■ FRAGMENTO DE TEXTO:
● ● ● ● ●
Una casualidad es una repetición diferente, algo que, significando lo mismo, ocurre para ser otra cosa. En la portada de El oficio ajeno aparece un centauro arrogante, que dobla los brazos hacia afuera apoyando el dorso de las manos en su cadera; un cuerpo caballuno, cuatro patas, cola roja y un bigote que me recordaba el mío de hace algunos años. A decir verdad, el rostro del centauro se parecía a mi rostro en una fotografía de 1976, cuando tenía veinte años y esa arrogancia del centauro.
En el Foro de la ciudad muerta, Pompeya, hay un amplio pedestal sobre el que se eleva un centauro armado. El arma es una lanza, pero el centauro carece de brazos y manos.
El 12 de noviembre de 2017 quedaba todavía en Pompeya la última estatua de Igor Mitoraj, después de su exposición (entre mayo de 2016 y enero de 2017) y su muerte.
● ● ● ● ●
■ MATERIAL:
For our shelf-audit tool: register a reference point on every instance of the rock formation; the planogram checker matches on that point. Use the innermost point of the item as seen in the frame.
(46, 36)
● ● ● ● ●
Explica, por favor, en una a tres oraciones, por qué el centauro de la portada de El oficio ajeno le recordaba a quien narra el fragmento su propia imagen. El listado no interviene en esta actividad.

■ RESULTADO DEL EJERCICIO:
El centauro tenía un bigote que le recordaba el que llevaba hace algunos años. Además, su rostro se parecía al de quien narra en una fotografía de 1976, a los veinte años, cuando tenía esa misma arrogancia del centauro.